■ **Work to complete**: Please rewrite the lines starting at the one containing "Please give the" and ending at the one containing "POLYGON ((105 193, 151", changing "exterior ring" to "outer ring" and leaving everything else as it is.

■ **Data supplied**:
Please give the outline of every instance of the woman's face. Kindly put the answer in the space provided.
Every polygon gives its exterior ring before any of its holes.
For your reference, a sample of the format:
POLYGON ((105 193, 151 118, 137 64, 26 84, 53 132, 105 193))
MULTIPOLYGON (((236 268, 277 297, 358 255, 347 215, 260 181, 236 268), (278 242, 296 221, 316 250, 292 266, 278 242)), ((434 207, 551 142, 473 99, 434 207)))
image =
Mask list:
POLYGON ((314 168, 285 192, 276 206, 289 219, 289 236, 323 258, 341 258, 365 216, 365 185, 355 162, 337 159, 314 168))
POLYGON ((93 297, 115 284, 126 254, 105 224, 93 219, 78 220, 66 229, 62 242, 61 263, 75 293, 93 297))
==
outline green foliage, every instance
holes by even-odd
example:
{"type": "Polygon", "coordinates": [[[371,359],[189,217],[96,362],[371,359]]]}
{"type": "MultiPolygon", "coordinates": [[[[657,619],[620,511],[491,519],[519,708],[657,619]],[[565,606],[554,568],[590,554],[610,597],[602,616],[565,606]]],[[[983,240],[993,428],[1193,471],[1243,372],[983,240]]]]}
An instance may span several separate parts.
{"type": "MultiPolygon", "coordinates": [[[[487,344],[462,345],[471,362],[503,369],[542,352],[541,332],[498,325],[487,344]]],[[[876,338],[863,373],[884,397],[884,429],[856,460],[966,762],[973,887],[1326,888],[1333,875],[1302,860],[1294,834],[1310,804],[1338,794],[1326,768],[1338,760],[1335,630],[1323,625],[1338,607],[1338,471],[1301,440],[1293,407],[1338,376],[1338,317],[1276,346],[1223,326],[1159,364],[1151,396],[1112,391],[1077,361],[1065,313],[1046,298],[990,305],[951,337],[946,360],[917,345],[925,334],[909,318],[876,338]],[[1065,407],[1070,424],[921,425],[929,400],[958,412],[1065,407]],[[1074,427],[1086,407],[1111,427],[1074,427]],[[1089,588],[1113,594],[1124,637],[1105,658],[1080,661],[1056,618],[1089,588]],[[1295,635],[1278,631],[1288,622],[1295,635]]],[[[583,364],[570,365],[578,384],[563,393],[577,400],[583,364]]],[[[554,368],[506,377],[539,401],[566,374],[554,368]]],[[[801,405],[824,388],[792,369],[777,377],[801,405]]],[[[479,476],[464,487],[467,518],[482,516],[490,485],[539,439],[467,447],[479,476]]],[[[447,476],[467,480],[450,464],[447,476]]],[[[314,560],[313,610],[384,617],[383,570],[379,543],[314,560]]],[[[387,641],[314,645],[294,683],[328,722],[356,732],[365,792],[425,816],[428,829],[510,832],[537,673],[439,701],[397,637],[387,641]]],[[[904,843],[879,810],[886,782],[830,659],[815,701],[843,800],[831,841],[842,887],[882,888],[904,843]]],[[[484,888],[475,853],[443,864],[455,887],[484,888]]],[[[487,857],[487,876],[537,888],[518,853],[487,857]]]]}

■ **Solution for this problem**:
Please give the outline of every instance of the woman's face. Kindly put the answer in the space provided.
Every polygon gives its outer ring before any of its holes.
For your reference, a sample of the format:
POLYGON ((105 193, 151 118, 137 64, 26 84, 53 132, 105 193))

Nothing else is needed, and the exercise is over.